**Page text**

• • • •

How Grandma’s Secret, Broward’s only Uzbekistan restaurant, came to Dania Beach

Broward County’s only Uzbekistan restaurant, Grandma’s Secret, has opened on Dania Beach Boulevard with a tantalizing name and belly-warming cuisine spanning several Middle Eastern and Central Asian countries.

Why several? The answer, if you ask owner Bakhtiyor Ostonov, is rooted in Uzbek history. Its mashup of cuisine — flame-grilled kebabs, spiced shawarma, steamed dumplings, lagman soup — was formed by 70 years of Soviet occupation, forced resettlements and the cross-pollination of Muslim cultures under that rule.

Which is why his 1,000-square-foot kitchen, which debuted in late October, marries Uzbek cuisine with dishes from Kazakhstan, Armenia, Turkey and Xinjiang in northwestern China, home to the Uyghur ethnic group.

“We are all one big melting pot,” says Ostonov, who also speaks fluent Russian, Spanish and Uzbek. “We are Muslim and we are Turk, but we understand each other because we’re ex-Soviet Union.”

After his father died of COVID-19 two years ago, Ostonov, who worked in a glass bottling plant in Tashkent, Uzbekistan’s capital, says he applied for and won a green card in a lottery. Eight months ago he moved his wife, Kristina, and two children to Sunny Isles Beach.

He wanted to live close to South Florida’s Russian-speaking community, and when he arrived neighbors shared “alarming” details about American eating habits.

“In my country, we cook all the time. So I spoke to neighbors and asked if they prepare food at home and they go, ‘No! We go to McDonald’s,’ ” Ostonov says. “And my wife says that means I should open a restaurant.”

Even with its significant Russian population, South Florida has a scarcity of Uzbek food. (Chayhana Oasis, in Sunny Isles Beach, is the only other Uzbek eatery in the tri-county area.) And Russians form the bulk of his customer base, he adds. Two weeks ago, he temporarily closed to replace the storefront’s new glass windows, and took a break from yelling at the window people by resting under a tree in the parking lot.

• • • •

**Extracted material**
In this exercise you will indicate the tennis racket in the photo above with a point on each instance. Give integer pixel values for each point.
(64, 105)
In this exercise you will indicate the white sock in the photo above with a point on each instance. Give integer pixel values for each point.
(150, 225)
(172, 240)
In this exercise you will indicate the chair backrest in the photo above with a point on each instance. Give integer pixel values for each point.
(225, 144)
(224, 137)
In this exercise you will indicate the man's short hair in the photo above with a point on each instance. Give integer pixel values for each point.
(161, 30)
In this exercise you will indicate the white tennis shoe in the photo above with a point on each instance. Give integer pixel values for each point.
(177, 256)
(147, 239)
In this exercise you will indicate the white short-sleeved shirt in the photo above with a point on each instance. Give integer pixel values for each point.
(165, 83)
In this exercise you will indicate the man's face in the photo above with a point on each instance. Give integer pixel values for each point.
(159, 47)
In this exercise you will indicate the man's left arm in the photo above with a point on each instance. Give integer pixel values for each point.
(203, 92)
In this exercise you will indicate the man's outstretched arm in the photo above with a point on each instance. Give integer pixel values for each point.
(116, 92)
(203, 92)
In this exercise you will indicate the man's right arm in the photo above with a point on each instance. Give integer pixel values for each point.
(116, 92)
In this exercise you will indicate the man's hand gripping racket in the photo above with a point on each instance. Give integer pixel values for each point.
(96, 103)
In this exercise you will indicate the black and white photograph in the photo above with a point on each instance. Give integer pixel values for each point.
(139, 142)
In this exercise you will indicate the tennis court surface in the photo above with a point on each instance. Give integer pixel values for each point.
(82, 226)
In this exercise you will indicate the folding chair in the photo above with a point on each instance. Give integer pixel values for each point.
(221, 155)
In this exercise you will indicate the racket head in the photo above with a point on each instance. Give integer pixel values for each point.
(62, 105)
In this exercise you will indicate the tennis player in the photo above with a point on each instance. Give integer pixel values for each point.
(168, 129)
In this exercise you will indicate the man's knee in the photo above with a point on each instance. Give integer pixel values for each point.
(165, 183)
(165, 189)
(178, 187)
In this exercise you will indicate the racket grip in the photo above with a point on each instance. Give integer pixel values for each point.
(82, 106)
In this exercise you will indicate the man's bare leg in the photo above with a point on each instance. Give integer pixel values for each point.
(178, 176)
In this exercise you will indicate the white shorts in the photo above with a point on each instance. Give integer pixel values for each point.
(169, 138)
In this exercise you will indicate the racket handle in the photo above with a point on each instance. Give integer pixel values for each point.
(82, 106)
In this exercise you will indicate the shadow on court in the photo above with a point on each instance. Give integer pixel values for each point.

• • • •

**To do**
a. From the article about Grandma's Secret, copy the passage starting with "He wanted to" and going on through "American eating habits.".
b. Pick up the article about Grandma's Secret after its last sentence and keep writing it.

**Numbered responses**
a.
He wanted to live close to South Florida’s Russian-speaking community, and when he arrived neighbors shared “alarming” details about American eating habits.

b.
Of course, his relaxation was short-lived. A Sunny Isles Beach man in a Cadillac slinked by the squat building and asked in Russian why the restaurant was closed. They chatted animatedly.

“He wanted to tell me how eager he was to come inside,” Ostonov said after the Cadillac drove off. “He can’t find food like this anywhere.”

With its low-slung profile, Grandma’s Secret represents a Dania Beach in transition. The boxy, burgundy-colored storefront fills the bones of an old Philly dive (Pat’s Cheese Steak Hoagies & Pizza operated here for decades), and is dwarfed a pair of luxury apartment towers. (“Lots of Russian speakers live in the high-rises,” he says.)

Inside, the 14-seat dining room is filled with piped-in Uzbek music, photos of Uzbekistan’s landscape, displays of decorative dinner plates and a dutar, an Uzbek guitar. The room is perfumed with roasted peppers, fried eggplant and raw garlic.

So what’s the secret in Grandma’s Secret? Ostonov’s late grandmother, Djamilya Ostonova, crafted many of the Uzbek recipes, he says, although the dishes aren’t executed by him but rather a professional chef named Abubakir Javokhir. A meal typically begins with obi non ($2.99 for small, $4.99 for large), discs of Uzbek sourdough flatbread that are thicker than Indian naan and resemble a nautilus shell. There are also samsas ($5.99), empanada-style puff pastries filled with beef or diced pumpkin.

By far, the restaurant’s signature dish is tashkent pilaf ($17.99), slivers of lamb and beef atop a bed of long-grain rice, grated carrots, onions, nuts and boiled quail eggs. There is also Uyghur lagman ($13.99), a hot soup of housemade noodles, lamb, cracked pepper, roasted tomatoes, green long beans and diced celery.

Other dishes include the Dania Set ($20.99-$39.99), a kind of Turkish breakfast plate stuffed with sunny-side-up quail eggs, crepe-style pancakes, honey, chocolate, cherry jam, apples and apricots. And there are kebabs ($14.99-$24.99) made with lamb chops, shrimp, salmon, branzino, beef or liver; and manti ($14.99), steamed flour dumplings formed by hand and filled with lamb, beef and diced pumpkin.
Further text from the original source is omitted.